• _Task goal_
Word for word, give the data again without its pictures.

Items from a data source:
----------

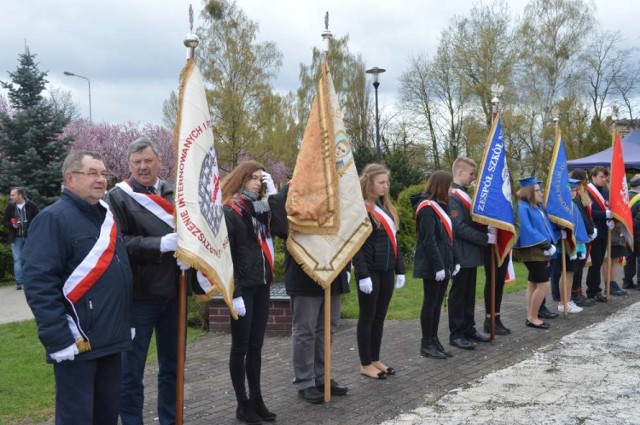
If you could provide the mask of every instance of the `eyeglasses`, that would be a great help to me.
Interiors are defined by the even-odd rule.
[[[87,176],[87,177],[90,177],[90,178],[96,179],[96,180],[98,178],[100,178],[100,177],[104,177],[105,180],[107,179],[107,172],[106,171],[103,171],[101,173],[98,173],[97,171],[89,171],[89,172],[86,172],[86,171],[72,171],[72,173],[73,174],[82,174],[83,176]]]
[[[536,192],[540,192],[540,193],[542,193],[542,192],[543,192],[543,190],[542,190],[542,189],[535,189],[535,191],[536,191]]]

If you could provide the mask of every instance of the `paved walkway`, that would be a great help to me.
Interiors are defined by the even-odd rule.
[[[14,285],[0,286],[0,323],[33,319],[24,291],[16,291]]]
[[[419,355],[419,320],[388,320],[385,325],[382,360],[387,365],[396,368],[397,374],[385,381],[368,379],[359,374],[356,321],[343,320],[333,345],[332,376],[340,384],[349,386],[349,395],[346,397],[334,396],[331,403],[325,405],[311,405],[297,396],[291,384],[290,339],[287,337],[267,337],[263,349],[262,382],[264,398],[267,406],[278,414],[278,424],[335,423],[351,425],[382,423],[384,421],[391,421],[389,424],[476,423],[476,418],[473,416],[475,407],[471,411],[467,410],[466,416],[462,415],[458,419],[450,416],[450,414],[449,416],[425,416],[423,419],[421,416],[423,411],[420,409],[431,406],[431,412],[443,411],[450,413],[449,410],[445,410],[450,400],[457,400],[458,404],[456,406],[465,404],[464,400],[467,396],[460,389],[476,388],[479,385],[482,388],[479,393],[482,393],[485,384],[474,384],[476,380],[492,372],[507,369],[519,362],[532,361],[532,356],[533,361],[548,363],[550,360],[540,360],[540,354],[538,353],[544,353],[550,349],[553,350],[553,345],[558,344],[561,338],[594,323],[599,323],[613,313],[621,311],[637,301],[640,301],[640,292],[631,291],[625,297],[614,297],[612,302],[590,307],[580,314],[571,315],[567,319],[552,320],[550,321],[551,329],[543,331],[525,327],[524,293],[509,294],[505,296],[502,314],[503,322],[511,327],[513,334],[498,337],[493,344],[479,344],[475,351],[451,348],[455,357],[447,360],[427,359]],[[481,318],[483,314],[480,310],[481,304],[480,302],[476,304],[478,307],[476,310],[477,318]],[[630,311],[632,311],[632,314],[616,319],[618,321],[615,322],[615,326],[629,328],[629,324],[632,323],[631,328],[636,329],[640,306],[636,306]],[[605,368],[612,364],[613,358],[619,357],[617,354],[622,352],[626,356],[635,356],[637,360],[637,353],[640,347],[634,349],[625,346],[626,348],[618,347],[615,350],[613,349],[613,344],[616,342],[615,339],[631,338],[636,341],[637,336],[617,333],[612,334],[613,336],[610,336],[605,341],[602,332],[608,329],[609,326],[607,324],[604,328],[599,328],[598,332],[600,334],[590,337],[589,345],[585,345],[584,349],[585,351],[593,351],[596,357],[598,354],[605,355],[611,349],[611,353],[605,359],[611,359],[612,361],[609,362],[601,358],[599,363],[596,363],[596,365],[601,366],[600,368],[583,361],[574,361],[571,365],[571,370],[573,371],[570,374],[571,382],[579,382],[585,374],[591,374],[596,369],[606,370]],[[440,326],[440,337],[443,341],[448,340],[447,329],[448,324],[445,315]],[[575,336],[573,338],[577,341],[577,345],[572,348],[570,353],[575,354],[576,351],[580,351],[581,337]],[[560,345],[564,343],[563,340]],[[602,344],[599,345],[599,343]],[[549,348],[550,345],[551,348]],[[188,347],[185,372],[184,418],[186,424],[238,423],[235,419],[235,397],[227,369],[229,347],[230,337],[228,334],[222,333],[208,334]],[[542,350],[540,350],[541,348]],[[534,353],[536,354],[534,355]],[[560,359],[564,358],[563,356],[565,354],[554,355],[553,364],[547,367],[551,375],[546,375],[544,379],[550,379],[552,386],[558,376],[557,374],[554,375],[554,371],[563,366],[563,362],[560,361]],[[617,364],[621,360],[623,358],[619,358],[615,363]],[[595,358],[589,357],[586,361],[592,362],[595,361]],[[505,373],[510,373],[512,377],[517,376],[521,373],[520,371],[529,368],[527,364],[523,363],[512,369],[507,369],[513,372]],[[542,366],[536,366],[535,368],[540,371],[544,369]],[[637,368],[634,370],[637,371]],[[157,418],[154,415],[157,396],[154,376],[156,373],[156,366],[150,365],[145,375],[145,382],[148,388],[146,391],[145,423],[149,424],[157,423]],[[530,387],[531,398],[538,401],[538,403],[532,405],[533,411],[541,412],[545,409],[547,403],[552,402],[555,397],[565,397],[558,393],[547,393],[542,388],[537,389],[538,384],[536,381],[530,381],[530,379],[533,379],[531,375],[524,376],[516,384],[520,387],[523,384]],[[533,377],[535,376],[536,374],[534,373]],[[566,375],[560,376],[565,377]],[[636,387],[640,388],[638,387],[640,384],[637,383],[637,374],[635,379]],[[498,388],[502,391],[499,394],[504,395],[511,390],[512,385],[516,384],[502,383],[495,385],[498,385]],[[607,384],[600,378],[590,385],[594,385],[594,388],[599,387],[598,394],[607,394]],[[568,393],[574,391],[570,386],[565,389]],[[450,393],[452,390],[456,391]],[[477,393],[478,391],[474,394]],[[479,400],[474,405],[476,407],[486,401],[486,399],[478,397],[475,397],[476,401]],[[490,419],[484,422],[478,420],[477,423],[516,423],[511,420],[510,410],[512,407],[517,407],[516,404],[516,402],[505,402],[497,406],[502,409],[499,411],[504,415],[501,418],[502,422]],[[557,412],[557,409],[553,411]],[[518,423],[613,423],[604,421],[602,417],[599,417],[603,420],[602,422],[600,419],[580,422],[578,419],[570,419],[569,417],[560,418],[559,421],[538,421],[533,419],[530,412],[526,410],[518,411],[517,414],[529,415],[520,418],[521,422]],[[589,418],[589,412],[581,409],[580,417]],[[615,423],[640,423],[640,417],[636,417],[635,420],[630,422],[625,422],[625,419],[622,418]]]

----------

• _Answer section_
If you could provide the mask of every instance of the `eyeglasses`, that would be a great help to me.
Interiors are defined by the even-odd rule.
[[[87,176],[87,177],[90,177],[90,178],[96,179],[96,180],[98,178],[100,178],[100,177],[104,177],[105,180],[107,179],[107,172],[106,171],[103,171],[101,173],[98,173],[97,171],[89,171],[89,172],[86,172],[86,171],[72,171],[72,173],[73,174],[82,174],[83,176]]]
[[[536,192],[540,192],[540,193],[542,193],[542,192],[543,192],[543,190],[542,190],[542,189],[535,189],[535,191],[536,191]]]

If you could provide the mask of every instance of the `paved walkway`, that would be a great help to me.
Interiors are defined by the even-odd rule.
[[[14,285],[0,286],[0,323],[33,319],[24,291],[16,291]]]
[[[419,355],[419,320],[388,320],[385,325],[382,360],[387,365],[396,368],[397,374],[385,381],[368,379],[359,374],[356,321],[343,320],[333,345],[332,376],[340,384],[349,386],[349,395],[346,397],[334,396],[331,403],[325,405],[311,405],[297,396],[291,384],[290,339],[287,337],[267,337],[263,349],[262,382],[264,398],[267,406],[278,414],[278,424],[335,423],[351,425],[382,423],[384,421],[391,421],[389,424],[476,423],[476,418],[473,416],[475,407],[471,411],[467,410],[466,416],[462,415],[458,419],[450,416],[450,414],[449,416],[425,416],[423,419],[421,416],[423,411],[420,409],[431,406],[431,412],[443,411],[450,413],[449,410],[445,410],[450,400],[457,400],[458,404],[456,406],[465,404],[464,400],[467,396],[460,389],[476,388],[479,385],[482,388],[479,393],[482,393],[485,384],[474,384],[476,380],[492,372],[507,369],[519,362],[532,361],[532,356],[533,361],[548,363],[550,360],[540,360],[540,354],[538,353],[544,353],[550,349],[553,350],[553,345],[558,344],[561,338],[594,323],[599,323],[613,313],[621,311],[637,301],[640,301],[640,292],[631,291],[625,297],[614,297],[612,302],[590,307],[580,314],[571,315],[567,319],[552,320],[550,321],[551,329],[543,331],[525,327],[524,293],[509,294],[505,296],[502,314],[503,322],[511,327],[513,334],[498,337],[493,344],[479,344],[475,351],[451,348],[455,357],[447,360],[427,359]],[[481,318],[483,314],[480,310],[481,304],[480,302],[476,304],[478,307],[476,310],[477,318]],[[630,311],[632,311],[632,314],[616,319],[618,321],[615,322],[615,326],[629,328],[629,324],[632,323],[631,328],[636,329],[640,306],[636,306]],[[605,368],[612,364],[613,358],[619,357],[617,354],[622,352],[626,356],[635,356],[637,360],[637,353],[640,347],[634,349],[625,346],[626,348],[618,347],[615,350],[613,349],[613,344],[616,342],[615,339],[631,338],[636,341],[637,336],[617,333],[612,334],[613,336],[610,336],[605,341],[602,332],[608,329],[609,326],[607,324],[604,328],[599,328],[598,332],[600,334],[590,337],[589,345],[585,345],[584,349],[585,351],[593,351],[596,357],[598,354],[605,355],[611,349],[611,353],[605,359],[611,359],[612,361],[609,362],[601,358],[599,363],[596,363],[596,365],[601,366],[600,368],[583,361],[574,361],[571,365],[571,370],[573,371],[570,374],[571,382],[579,382],[585,374],[591,374],[596,369],[606,370]],[[440,326],[440,337],[443,341],[448,340],[447,329],[448,324],[445,315]],[[575,336],[573,338],[577,341],[577,345],[572,348],[570,353],[575,354],[576,351],[580,351],[581,337]],[[560,345],[564,343],[563,340]],[[602,344],[599,345],[599,343]],[[549,348],[550,345],[551,348]],[[188,347],[185,372],[184,418],[186,424],[238,423],[235,419],[235,397],[227,369],[229,347],[230,337],[228,334],[222,333],[208,334]],[[542,350],[540,350],[541,348]],[[534,353],[536,354],[534,355]],[[560,359],[564,358],[563,356],[565,354],[554,355],[553,364],[547,367],[551,375],[546,375],[544,379],[550,379],[552,386],[558,376],[557,374],[554,375],[554,371],[563,366],[563,362],[560,361]],[[617,364],[621,360],[623,358],[619,358],[615,363]],[[595,358],[589,357],[586,361],[592,362],[595,361]],[[505,373],[510,373],[512,377],[517,376],[521,373],[520,371],[529,368],[527,364],[523,363],[512,369],[507,369],[513,372]],[[542,366],[536,366],[535,368],[540,371],[544,369]],[[637,368],[634,370],[637,371]],[[157,418],[154,415],[157,396],[154,376],[156,373],[156,366],[150,365],[145,375],[145,382],[148,388],[146,391],[145,423],[149,424],[157,423]],[[530,387],[531,398],[538,401],[538,403],[532,405],[533,411],[541,412],[545,409],[547,403],[552,402],[555,397],[565,397],[558,393],[547,393],[542,388],[537,389],[538,384],[536,381],[530,381],[530,379],[533,379],[531,375],[524,376],[516,384],[520,387],[523,384]],[[533,377],[535,376],[536,374],[534,373]],[[566,375],[560,376],[565,377]],[[636,387],[640,388],[638,387],[640,384],[637,383],[637,374],[635,379]],[[498,388],[502,391],[499,394],[504,395],[511,390],[512,385],[516,384],[502,383],[495,385],[498,385]],[[607,384],[600,378],[590,385],[594,385],[594,388],[599,387],[598,394],[607,394]],[[568,393],[574,391],[570,386],[565,389]],[[450,393],[452,390],[456,391]],[[477,393],[478,391],[474,394]],[[479,400],[474,405],[476,407],[486,401],[486,399],[478,397],[475,397],[476,401]],[[490,419],[484,422],[478,420],[477,423],[516,423],[511,420],[510,410],[512,407],[517,407],[516,404],[516,402],[505,402],[497,406],[502,409],[499,411],[504,415],[501,418],[502,422]],[[557,412],[557,409],[553,411]],[[518,423],[613,423],[604,421],[602,417],[599,417],[603,420],[602,422],[600,419],[580,422],[578,419],[570,419],[569,417],[560,418],[559,421],[538,421],[533,419],[530,412],[526,410],[518,411],[517,414],[529,415],[520,418],[521,422]],[[589,418],[589,412],[581,409],[580,417]],[[615,423],[640,423],[640,417],[636,417],[635,420],[630,422],[625,422],[625,419],[622,418]]]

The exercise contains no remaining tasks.